__What is asked__. Return, word for word, the lines of the records below, from the line that contains "of the lawn" through the end of the records. Leave the pictures out of your answer.

__Given entries__.
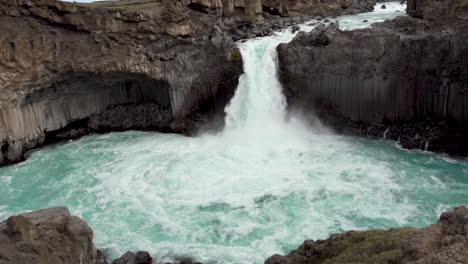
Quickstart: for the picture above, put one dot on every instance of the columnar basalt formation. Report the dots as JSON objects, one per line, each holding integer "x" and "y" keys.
{"x": 403, "y": 79}
{"x": 50, "y": 236}
{"x": 53, "y": 236}
{"x": 67, "y": 69}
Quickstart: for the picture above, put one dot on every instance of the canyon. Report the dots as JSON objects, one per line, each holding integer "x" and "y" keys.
{"x": 403, "y": 80}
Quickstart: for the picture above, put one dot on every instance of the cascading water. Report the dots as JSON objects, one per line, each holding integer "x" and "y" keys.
{"x": 260, "y": 187}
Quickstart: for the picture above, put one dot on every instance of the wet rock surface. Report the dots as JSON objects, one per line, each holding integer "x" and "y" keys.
{"x": 444, "y": 242}
{"x": 403, "y": 79}
{"x": 158, "y": 65}
{"x": 48, "y": 236}
{"x": 54, "y": 236}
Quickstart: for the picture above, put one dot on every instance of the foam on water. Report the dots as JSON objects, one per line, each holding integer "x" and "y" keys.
{"x": 260, "y": 187}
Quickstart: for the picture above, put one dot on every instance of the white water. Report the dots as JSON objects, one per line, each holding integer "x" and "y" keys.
{"x": 260, "y": 187}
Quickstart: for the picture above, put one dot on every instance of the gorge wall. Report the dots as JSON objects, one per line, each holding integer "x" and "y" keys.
{"x": 67, "y": 69}
{"x": 404, "y": 79}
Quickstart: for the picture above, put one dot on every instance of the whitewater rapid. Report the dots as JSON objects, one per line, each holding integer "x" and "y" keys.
{"x": 261, "y": 186}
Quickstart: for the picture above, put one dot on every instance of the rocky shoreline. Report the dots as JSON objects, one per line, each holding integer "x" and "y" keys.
{"x": 53, "y": 236}
{"x": 70, "y": 69}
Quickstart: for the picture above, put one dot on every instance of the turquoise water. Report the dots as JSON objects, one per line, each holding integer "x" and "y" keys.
{"x": 260, "y": 187}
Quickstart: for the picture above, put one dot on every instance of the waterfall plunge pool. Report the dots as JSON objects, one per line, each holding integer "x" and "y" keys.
{"x": 260, "y": 187}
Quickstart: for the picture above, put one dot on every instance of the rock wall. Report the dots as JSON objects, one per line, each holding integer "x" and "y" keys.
{"x": 67, "y": 69}
{"x": 61, "y": 63}
{"x": 400, "y": 74}
{"x": 50, "y": 236}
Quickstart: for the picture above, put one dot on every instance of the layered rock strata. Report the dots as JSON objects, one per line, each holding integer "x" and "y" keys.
{"x": 404, "y": 79}
{"x": 53, "y": 236}
{"x": 68, "y": 69}
{"x": 49, "y": 236}
{"x": 150, "y": 64}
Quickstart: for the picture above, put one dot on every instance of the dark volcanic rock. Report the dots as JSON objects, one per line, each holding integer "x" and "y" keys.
{"x": 50, "y": 236}
{"x": 108, "y": 66}
{"x": 68, "y": 69}
{"x": 445, "y": 242}
{"x": 405, "y": 79}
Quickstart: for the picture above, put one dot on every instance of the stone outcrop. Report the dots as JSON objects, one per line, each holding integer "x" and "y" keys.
{"x": 404, "y": 79}
{"x": 438, "y": 10}
{"x": 50, "y": 236}
{"x": 53, "y": 236}
{"x": 68, "y": 69}
{"x": 444, "y": 242}
{"x": 148, "y": 64}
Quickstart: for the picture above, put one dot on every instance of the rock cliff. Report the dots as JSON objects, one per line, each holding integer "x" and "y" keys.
{"x": 404, "y": 79}
{"x": 67, "y": 69}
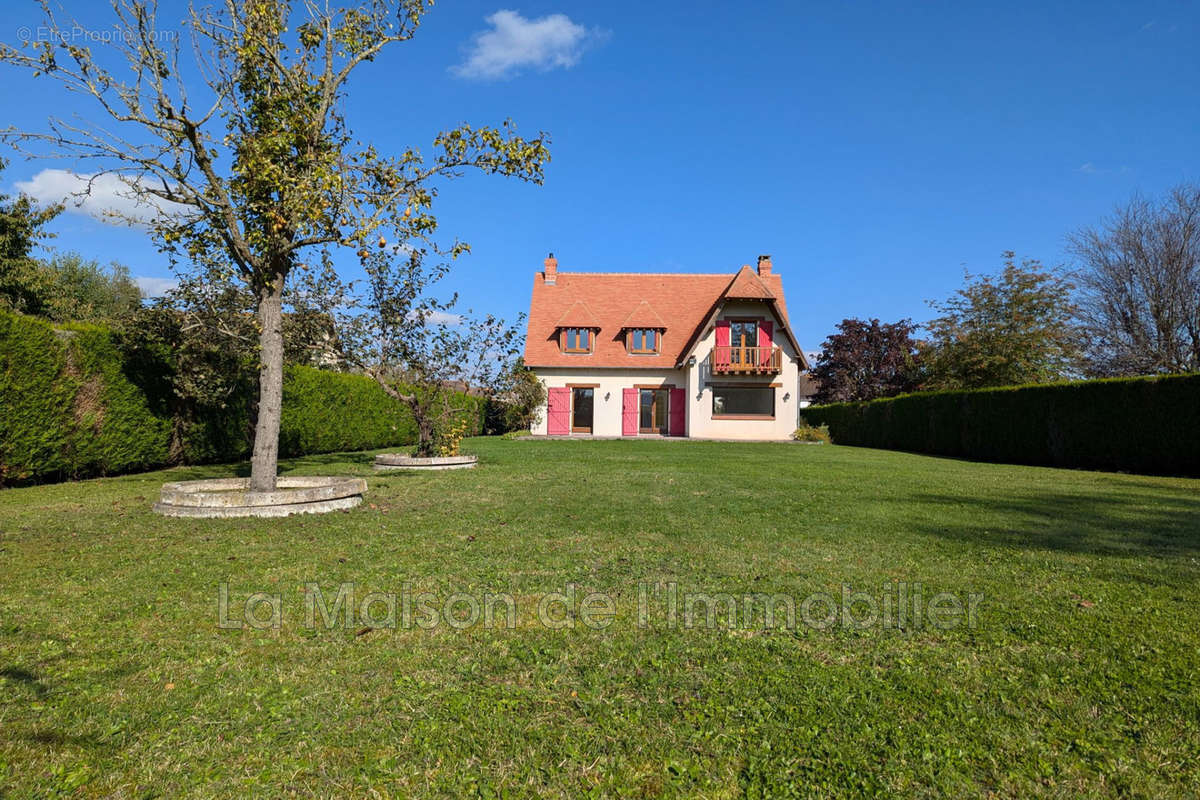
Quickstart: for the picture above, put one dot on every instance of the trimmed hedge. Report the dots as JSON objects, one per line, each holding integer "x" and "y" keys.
{"x": 331, "y": 411}
{"x": 1138, "y": 425}
{"x": 71, "y": 405}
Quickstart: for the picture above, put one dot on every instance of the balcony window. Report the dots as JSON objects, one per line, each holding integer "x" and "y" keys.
{"x": 645, "y": 341}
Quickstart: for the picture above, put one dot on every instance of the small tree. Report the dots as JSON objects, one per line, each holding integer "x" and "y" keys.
{"x": 22, "y": 227}
{"x": 1140, "y": 286}
{"x": 259, "y": 172}
{"x": 76, "y": 288}
{"x": 420, "y": 352}
{"x": 1014, "y": 328}
{"x": 865, "y": 360}
{"x": 522, "y": 397}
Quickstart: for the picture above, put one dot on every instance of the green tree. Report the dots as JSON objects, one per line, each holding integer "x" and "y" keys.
{"x": 75, "y": 288}
{"x": 257, "y": 174}
{"x": 1013, "y": 328}
{"x": 22, "y": 227}
{"x": 419, "y": 350}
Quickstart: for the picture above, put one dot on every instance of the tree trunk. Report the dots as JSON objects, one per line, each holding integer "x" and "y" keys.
{"x": 265, "y": 457}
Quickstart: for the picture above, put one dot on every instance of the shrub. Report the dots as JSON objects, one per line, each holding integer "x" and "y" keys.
{"x": 1139, "y": 425}
{"x": 805, "y": 432}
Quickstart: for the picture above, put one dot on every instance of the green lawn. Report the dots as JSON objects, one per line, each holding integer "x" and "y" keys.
{"x": 1078, "y": 678}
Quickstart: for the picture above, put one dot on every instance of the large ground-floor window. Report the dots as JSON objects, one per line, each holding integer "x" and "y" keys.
{"x": 744, "y": 402}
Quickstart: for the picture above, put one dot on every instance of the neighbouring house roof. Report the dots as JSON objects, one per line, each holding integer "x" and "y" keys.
{"x": 683, "y": 305}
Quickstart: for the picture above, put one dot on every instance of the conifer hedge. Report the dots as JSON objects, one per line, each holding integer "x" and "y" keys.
{"x": 1137, "y": 425}
{"x": 72, "y": 405}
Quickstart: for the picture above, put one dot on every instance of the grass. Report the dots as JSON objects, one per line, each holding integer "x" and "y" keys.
{"x": 1079, "y": 677}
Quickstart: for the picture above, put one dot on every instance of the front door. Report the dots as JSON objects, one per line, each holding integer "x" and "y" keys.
{"x": 653, "y": 411}
{"x": 581, "y": 409}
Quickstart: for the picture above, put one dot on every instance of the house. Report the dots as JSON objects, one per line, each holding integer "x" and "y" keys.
{"x": 664, "y": 354}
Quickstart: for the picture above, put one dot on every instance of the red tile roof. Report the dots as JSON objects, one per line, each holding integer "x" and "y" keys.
{"x": 579, "y": 316}
{"x": 683, "y": 305}
{"x": 643, "y": 316}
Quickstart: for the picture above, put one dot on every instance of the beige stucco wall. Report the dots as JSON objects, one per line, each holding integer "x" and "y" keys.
{"x": 700, "y": 422}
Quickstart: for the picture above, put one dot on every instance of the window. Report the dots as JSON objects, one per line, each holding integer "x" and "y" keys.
{"x": 744, "y": 402}
{"x": 577, "y": 340}
{"x": 744, "y": 332}
{"x": 645, "y": 340}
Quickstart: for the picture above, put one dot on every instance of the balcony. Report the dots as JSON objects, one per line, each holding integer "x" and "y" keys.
{"x": 743, "y": 360}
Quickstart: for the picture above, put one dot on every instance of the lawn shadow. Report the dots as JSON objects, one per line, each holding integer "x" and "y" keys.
{"x": 24, "y": 678}
{"x": 1119, "y": 523}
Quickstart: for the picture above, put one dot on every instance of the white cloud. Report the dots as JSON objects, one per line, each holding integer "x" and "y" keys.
{"x": 108, "y": 197}
{"x": 514, "y": 43}
{"x": 155, "y": 287}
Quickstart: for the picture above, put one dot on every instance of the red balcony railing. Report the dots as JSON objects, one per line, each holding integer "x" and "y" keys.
{"x": 729, "y": 360}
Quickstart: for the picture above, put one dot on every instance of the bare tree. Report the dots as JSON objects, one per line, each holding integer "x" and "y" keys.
{"x": 1139, "y": 276}
{"x": 255, "y": 160}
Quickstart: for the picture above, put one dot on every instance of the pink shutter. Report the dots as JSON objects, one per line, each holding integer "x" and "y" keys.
{"x": 558, "y": 411}
{"x": 678, "y": 408}
{"x": 721, "y": 355}
{"x": 766, "y": 332}
{"x": 629, "y": 411}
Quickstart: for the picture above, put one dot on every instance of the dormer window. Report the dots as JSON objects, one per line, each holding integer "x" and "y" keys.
{"x": 645, "y": 341}
{"x": 577, "y": 340}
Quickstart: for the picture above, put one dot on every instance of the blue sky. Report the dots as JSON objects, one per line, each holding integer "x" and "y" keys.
{"x": 875, "y": 150}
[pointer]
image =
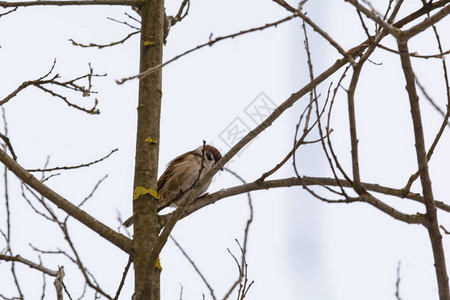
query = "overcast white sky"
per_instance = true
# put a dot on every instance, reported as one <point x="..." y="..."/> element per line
<point x="299" y="248"/>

__Solution to this problem__.
Quickstart: for the picture above, put one dot on every instance of the lawn shadow. Report the dots as JSON objects, one per line, each holding integer "x" and "y" keys.
{"x": 24, "y": 678}
{"x": 1119, "y": 523}
Quickstart: for the picture above, put one dot on every instance of the white cloud. Report the dots as JSON objects, one per line, each holding integer "x" and "y" keys.
{"x": 108, "y": 197}
{"x": 514, "y": 43}
{"x": 155, "y": 287}
Quickstart: for the picture above, put one dot on every instance of the red balcony railing. Report the dots as JSON objects, one per line, each holding integer "x" and "y" keys.
{"x": 729, "y": 360}
Quickstart: for the picture above, put one dot on every instance of the bare tree. Report the dots as JSON objects, one per line, each holding integer "x" and "y" keys.
{"x": 1139, "y": 276}
{"x": 255, "y": 160}
Quickstart: for the picture above, put one dot on every instance of the pink shutter. Report the dots as JSON objects, one per line, each holding integer "x" and "y" keys.
{"x": 558, "y": 411}
{"x": 678, "y": 408}
{"x": 721, "y": 355}
{"x": 766, "y": 332}
{"x": 629, "y": 411}
Quickstart: for the picture above, put one dot on every instance of the dormer window. Report the dots as JSON objects, one per line, each holding integer "x" and "y" keys.
{"x": 645, "y": 341}
{"x": 577, "y": 340}
Quickstart: for the picture above, put one dot on every instance of the blue sky. Report the dots as JSON objects, one per line, each holding integer "x" and "y" keys.
{"x": 875, "y": 150}
[pointer]
image =
query = "overcast white sky"
per_instance = true
# put a dot on every instance, reported as one <point x="..." y="..."/> element per line
<point x="299" y="248"/>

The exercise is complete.